▸ **Task goal**
Extract every line of the data below without changing a single character, and leave out the pictures.

▸ **Records to use**
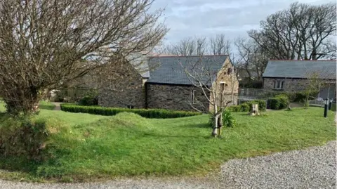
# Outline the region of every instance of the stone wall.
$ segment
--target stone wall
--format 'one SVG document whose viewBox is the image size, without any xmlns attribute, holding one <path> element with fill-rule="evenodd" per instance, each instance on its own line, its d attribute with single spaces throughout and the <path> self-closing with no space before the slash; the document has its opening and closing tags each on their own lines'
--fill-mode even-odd
<svg viewBox="0 0 337 189">
<path fill-rule="evenodd" d="M 193 106 L 204 112 L 207 111 L 209 107 L 209 102 L 200 88 L 147 84 L 147 89 L 148 108 L 195 110 L 191 105 L 192 90 L 195 90 Z"/>
<path fill-rule="evenodd" d="M 98 104 L 105 107 L 145 107 L 144 81 L 140 74 L 126 64 L 115 67 L 119 67 L 119 72 L 111 72 L 100 82 Z"/>
<path fill-rule="evenodd" d="M 306 79 L 264 78 L 263 89 L 274 89 L 274 82 L 277 81 L 284 82 L 283 84 L 283 89 L 277 90 L 291 92 L 303 91 L 310 84 L 309 80 Z"/>
<path fill-rule="evenodd" d="M 223 105 L 227 102 L 231 101 L 228 105 L 237 105 L 239 93 L 239 80 L 237 79 L 234 69 L 229 59 L 225 61 L 223 68 L 219 71 L 217 76 L 217 81 L 213 85 L 213 89 L 216 89 L 218 104 L 222 97 Z M 211 96 L 211 100 L 213 97 Z M 213 107 L 210 107 L 210 110 L 213 110 Z"/>
</svg>

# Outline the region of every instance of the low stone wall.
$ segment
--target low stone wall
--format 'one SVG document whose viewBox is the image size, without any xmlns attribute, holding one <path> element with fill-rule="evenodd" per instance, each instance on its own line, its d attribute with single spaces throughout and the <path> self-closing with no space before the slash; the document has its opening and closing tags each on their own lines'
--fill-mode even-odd
<svg viewBox="0 0 337 189">
<path fill-rule="evenodd" d="M 206 112 L 209 102 L 200 88 L 190 86 L 147 84 L 147 107 L 175 110 L 195 110 L 192 106 L 192 91 L 194 92 L 194 106 Z"/>
</svg>

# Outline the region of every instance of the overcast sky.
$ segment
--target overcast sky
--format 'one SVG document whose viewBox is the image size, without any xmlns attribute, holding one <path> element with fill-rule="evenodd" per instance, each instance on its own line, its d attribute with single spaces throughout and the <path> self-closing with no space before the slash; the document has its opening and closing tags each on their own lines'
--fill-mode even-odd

▸ **Solution to this exercise**
# Outline the region of every instance of the stone wall.
$ segment
--target stone wall
--format 'one SVG document whose viewBox is the image size, without any xmlns attribute, holding one <path> element with fill-rule="evenodd" per instance, each instance on its own line, its d attribute with single spaces throughout and the <path> self-closing with no space before the slash; the document has its opening and closing tags each on their own lines'
--fill-mode even-odd
<svg viewBox="0 0 337 189">
<path fill-rule="evenodd" d="M 193 106 L 204 112 L 207 111 L 209 107 L 209 102 L 200 88 L 147 84 L 147 89 L 148 108 L 195 110 L 191 105 L 192 90 L 195 90 Z"/>
<path fill-rule="evenodd" d="M 98 104 L 105 107 L 145 107 L 144 81 L 140 74 L 126 64 L 115 67 L 119 67 L 119 72 L 111 72 L 100 82 Z"/>
<path fill-rule="evenodd" d="M 306 79 L 264 78 L 263 89 L 274 89 L 274 82 L 277 81 L 284 82 L 283 84 L 283 89 L 277 90 L 291 92 L 303 91 L 310 84 L 309 80 Z"/>
<path fill-rule="evenodd" d="M 223 105 L 227 102 L 231 101 L 228 105 L 237 105 L 239 93 L 239 80 L 237 79 L 234 69 L 229 59 L 225 61 L 223 68 L 219 71 L 217 76 L 217 81 L 213 85 L 213 89 L 216 89 L 218 104 L 222 97 Z M 211 96 L 211 100 L 213 97 Z M 213 107 L 210 107 L 210 110 L 213 110 Z"/>
</svg>

# Outline the region of every instance of the low stone wall.
$ segment
--target low stone wall
--format 'one SVG document whose viewBox is the image size, without any xmlns attribute, holding one <path> element with fill-rule="evenodd" per instance, each instance on its own line, its d attribute with single spaces throughout and the <path> self-closing with no space before the slash; the document has its opening and closing tags each on their own lines'
--fill-mode even-odd
<svg viewBox="0 0 337 189">
<path fill-rule="evenodd" d="M 206 112 L 209 102 L 200 88 L 190 86 L 147 84 L 147 107 L 175 110 L 195 110 L 192 106 L 192 91 L 194 92 L 194 106 Z"/>
</svg>

# Outline the region of every instance of the overcast sky.
$ segment
--target overcast sky
--format 'one SVG document whose viewBox is the image size, without any xmlns attribute, holding one <path> element with fill-rule="evenodd" per instance, each instance on its own line, its d attribute with single spaces throughout and the <path> self-closing with no space before the slash; the document has its opening and closing tags each on their own lines'
--fill-mode even-odd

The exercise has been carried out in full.